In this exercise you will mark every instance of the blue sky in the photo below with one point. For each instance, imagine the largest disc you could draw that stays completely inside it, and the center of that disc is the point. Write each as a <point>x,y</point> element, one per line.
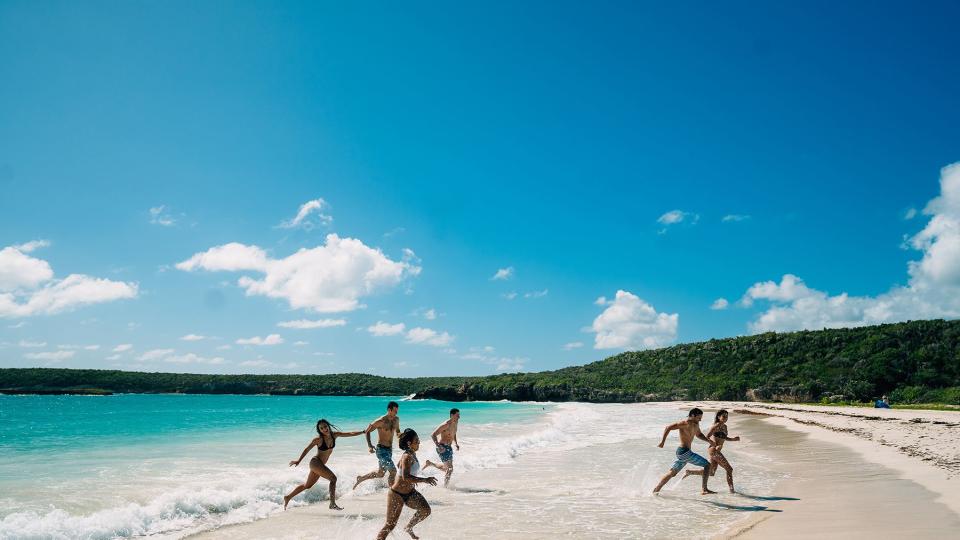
<point>783,158</point>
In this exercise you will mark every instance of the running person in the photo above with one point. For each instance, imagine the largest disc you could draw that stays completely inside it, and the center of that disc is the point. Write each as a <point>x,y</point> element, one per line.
<point>688,429</point>
<point>718,432</point>
<point>403,491</point>
<point>386,426</point>
<point>325,441</point>
<point>445,438</point>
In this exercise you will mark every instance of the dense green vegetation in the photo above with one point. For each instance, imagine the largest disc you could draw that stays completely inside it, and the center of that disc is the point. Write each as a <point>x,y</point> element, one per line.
<point>913,362</point>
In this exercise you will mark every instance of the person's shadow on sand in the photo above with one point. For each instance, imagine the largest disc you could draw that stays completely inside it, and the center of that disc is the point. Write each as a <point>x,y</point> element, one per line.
<point>761,498</point>
<point>755,508</point>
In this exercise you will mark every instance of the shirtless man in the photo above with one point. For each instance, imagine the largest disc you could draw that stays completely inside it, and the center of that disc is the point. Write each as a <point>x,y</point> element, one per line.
<point>688,429</point>
<point>445,438</point>
<point>386,426</point>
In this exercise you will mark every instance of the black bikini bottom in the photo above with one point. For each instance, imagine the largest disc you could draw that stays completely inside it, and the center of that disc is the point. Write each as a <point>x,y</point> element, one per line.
<point>404,496</point>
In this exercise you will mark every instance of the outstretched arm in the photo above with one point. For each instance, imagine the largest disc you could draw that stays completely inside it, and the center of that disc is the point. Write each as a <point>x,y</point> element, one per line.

+++

Repeat the data word for word, excluding any image.

In this exercise you will mark every instance of the blue sky in the photo below with one point. For each instance, imagine the largest disc you could draw that stays completely inside it, and the center of that disc is the point. Write each as a <point>x,y</point> element, one per line.
<point>783,158</point>
In this exercise you will mark every instance of the running person in the photo above with one point. For each instance, imagine the largest disc you could draw that stays completely inside it, and the center of that disc is the point. Write each as a <point>x,y</point> element, one per line.
<point>688,429</point>
<point>718,432</point>
<point>403,491</point>
<point>386,426</point>
<point>325,441</point>
<point>445,438</point>
In this exercise you will mark every instance of the dense green vegetation in the photo above with one point. For each instance, imagine the largest disc you could draw that stays completely inside it, and the center of that disc is the point. Write each as a <point>x,y</point> element, one per line.
<point>913,362</point>
In this exercise you will mark every instance of the person's shadow on sand in the photo above with one point. For each instance, imagine the largest disc you could draw that stays completely inside it, and the center of that disc is the point. Write each as a <point>x,y</point> element, one per line.
<point>761,498</point>
<point>755,508</point>
In this exercise you will mark every instance of the shirtless man in the photo above with one point. For each instance, imagine the largest disc you could draw that stays completely inside it, and the center of that disc is the point. Write each as a <point>x,y</point> element, one per line.
<point>688,429</point>
<point>445,438</point>
<point>386,426</point>
In this exercise you will mark every instance of the black bikini bottom in the photo above with one point. For each instance, imagine the largest disc you could draw that stays completely inside it, and the center of that disc is the point. Write each as a <point>x,y</point> element, one per line.
<point>404,496</point>
In this exercise you will mark every instance of the outstretched arm in the photo above with one point. For each instance, imagine the largest disc you could draw that stays completely inside it, and the center of that disc is the point. Write each as a <point>x,y</point> element, one per line.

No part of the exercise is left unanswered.